ARBEITSAUFTRAG A –
Wie viel kostet laut dem Messebericht das Upgrade für ältere Ovation-Modelle?

Eigentlich schade: Das Hamburger Holiday Inn an den Elbbrücken war nun zum letzten Mal Austragungsort der Norddeutschen HiFi Tage (NDHT). Wenn ältere HiFi-Semester wehmütig dem ehemaligen HIGH END Hotel Kempinsky in Gravenbruch bei Frankfurt nachweinen – das Holiday Inn war letztendlich der designierte Nachfolger und bot auch für die NDHT 2020 wieder den passenden Rahmen. Hoffen wir also, dass die nun neue Location vor den Toren Harburgs, das etwas edlere Privathotel Lindtner, diese großen Fußstapfen ausfüllen kann.
Und als wollte der Ort noch einmal zeigen, was er draufhat, präsentierten sich Holiday Inn und NDHT 2020 im allerbesten Licht. Es war – wie auch die letzten Jahre – proppevoll mit Ausstellern, tollem HiFi und interessierten Besuchern. Das Holiday Inn hat 18 Stockwerke, von denen die unteren drei sowie die Etagen 16,17 und 18 für die Ausstellung genutzt wurden. Der Messe-Slogan “High End über den Wolken” war deshalb gar nicht so weit aus der Luft gegriffen…

Die Highlights der NDHT 2020
Wie üblich ordnen wir diese Art von Report der besseren Übersicht wegen in alphabetischer Reihenfolge. Zum Appetitmachen lassen wir jedoch zuerst wir ein paar Bilder für sich sprechen.
…bevor wir den eigentlichen Rundgang starten:
Tatsächlich begann der erste Messetag für den emsigen HiFi-Journalisten wie auch in den letzten Jahren mit einer AVM-Neuheiten-Show. AVM Chef Udo Besser präsentierte nicht nur einen neuen Außendienstmann (Florian Schütz) für ganz Deutschland, sondern vor allem eine neue vielseitige und Roon-fähige Streaming-Engine, die von nun ab in allen neuen AVM Geräten implementiert wird.
Das erste mit der X-STREAM Engine standardmäßig ausgestattete Modell ist das neue All-in-One Flaggschiff Ovation CS 8.3. Während man solche Komponenten gemeinhin eher im bezahlbaren Preisbereich vermutet, setzt AVM hier in vielen Belangen Maßstäbe. So auch beim Preis: die günstigste Version kostet 12.990 Euro. Oder im Leistungsbereich. Die mit einer Röhrenstufe “künstlich auf sanft klingend” gezüchtete Maschine kommt auf 2 x 500 Watt. Das reicht selbst für extrem anspruchsvolle Lautsprecher.
Die Vorteile der neuen Engine waren schon auf der Messe zu hören. Ich würde sagen: ein Fortschritt. Den bietet AVM auch für ältere Ovation Modelle wie das CS 8.2 oder das 6.2 an. Der Upgrade-Preis liegt bei 1.790 Euro.

ARBEITSAUFTRAG B –
Schreiben Sie aus den Datensätzen den Abschnitt wortgetreu ab, der mit der Zeile beginnt, die "# target: <item>child sitting on grass</item>" enthält, und mit der Zeile endet, die "82], [22, 79]]" enthält; beide Zeilen gehören dazu.

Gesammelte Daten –
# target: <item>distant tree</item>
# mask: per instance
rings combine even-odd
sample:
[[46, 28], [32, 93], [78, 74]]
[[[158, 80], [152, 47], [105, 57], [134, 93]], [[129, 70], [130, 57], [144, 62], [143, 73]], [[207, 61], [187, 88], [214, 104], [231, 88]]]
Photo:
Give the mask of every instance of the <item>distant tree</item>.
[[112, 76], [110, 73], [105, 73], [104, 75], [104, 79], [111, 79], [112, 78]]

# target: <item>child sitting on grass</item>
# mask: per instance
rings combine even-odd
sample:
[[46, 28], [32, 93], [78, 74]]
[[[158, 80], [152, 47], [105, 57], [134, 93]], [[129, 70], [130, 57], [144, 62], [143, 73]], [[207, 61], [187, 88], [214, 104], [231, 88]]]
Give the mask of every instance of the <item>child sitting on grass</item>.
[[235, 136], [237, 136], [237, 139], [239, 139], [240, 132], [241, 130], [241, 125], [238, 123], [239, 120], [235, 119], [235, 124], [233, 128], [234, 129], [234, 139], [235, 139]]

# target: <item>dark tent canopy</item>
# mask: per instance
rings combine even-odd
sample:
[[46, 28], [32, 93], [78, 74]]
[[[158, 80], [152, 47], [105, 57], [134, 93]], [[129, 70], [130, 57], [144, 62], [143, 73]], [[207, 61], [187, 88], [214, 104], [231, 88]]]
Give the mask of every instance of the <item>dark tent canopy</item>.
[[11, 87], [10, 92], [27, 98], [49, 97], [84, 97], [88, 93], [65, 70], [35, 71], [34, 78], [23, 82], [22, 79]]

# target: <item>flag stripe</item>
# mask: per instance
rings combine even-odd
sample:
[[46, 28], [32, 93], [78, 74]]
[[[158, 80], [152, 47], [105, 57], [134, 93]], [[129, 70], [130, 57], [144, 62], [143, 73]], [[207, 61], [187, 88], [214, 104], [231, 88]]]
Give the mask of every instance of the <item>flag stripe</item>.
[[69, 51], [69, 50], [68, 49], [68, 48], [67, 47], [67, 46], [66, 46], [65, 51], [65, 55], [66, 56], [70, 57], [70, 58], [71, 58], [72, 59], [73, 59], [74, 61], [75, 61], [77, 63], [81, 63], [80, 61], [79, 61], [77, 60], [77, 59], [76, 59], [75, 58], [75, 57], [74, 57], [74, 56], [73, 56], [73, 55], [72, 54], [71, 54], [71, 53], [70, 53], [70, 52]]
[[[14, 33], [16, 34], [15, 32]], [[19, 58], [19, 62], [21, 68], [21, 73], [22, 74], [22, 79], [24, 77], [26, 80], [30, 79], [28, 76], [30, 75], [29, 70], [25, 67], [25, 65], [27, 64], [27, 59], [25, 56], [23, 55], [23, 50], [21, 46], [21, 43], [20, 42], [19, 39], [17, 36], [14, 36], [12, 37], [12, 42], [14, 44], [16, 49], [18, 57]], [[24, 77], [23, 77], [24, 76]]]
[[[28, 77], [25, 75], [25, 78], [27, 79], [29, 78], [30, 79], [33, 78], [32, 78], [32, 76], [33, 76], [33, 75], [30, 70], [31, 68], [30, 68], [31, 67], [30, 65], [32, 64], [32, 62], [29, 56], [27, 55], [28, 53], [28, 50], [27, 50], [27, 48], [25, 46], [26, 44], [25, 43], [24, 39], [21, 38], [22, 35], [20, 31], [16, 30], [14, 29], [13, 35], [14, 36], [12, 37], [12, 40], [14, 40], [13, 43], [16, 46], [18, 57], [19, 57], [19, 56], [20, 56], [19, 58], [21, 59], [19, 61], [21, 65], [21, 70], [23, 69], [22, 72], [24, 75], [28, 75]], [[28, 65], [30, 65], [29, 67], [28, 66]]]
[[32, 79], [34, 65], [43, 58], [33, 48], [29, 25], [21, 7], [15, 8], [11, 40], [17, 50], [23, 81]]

LÖSUNG A –
Der Upgrade-Preis liegt bei 1.790 Euro.

LÖSUNG B –
# target: <item>child sitting on grass</item>
# mask: per instance
rings combine even-odd
sample:
[[46, 28], [32, 93], [78, 74]]
[[[158, 80], [152, 47], [105, 57], [134, 93]], [[129, 70], [130, 57], [144, 62], [143, 73]], [[207, 61], [187, 88], [214, 104], [231, 88]]]
Give the mask of every instance of the <item>child sitting on grass</item>.
[[235, 136], [237, 136], [237, 139], [239, 139], [240, 132], [241, 130], [241, 125], [238, 123], [239, 120], [235, 119], [235, 124], [233, 128], [234, 129], [234, 139], [235, 139]]

# target: <item>dark tent canopy</item>
# mask: per instance
rings combine even-odd
sample:
[[46, 28], [32, 93], [78, 74]]
[[[158, 80], [152, 47], [105, 57], [134, 93]], [[129, 70], [130, 57], [144, 62], [143, 73]], [[207, 61], [187, 88], [214, 104], [231, 88]]]
Give the mask of every instance of the <item>dark tent canopy</item>.
[[11, 87], [10, 92], [27, 98], [49, 97], [84, 97], [88, 93], [65, 70], [35, 71], [34, 78], [23, 82], [22, 79]]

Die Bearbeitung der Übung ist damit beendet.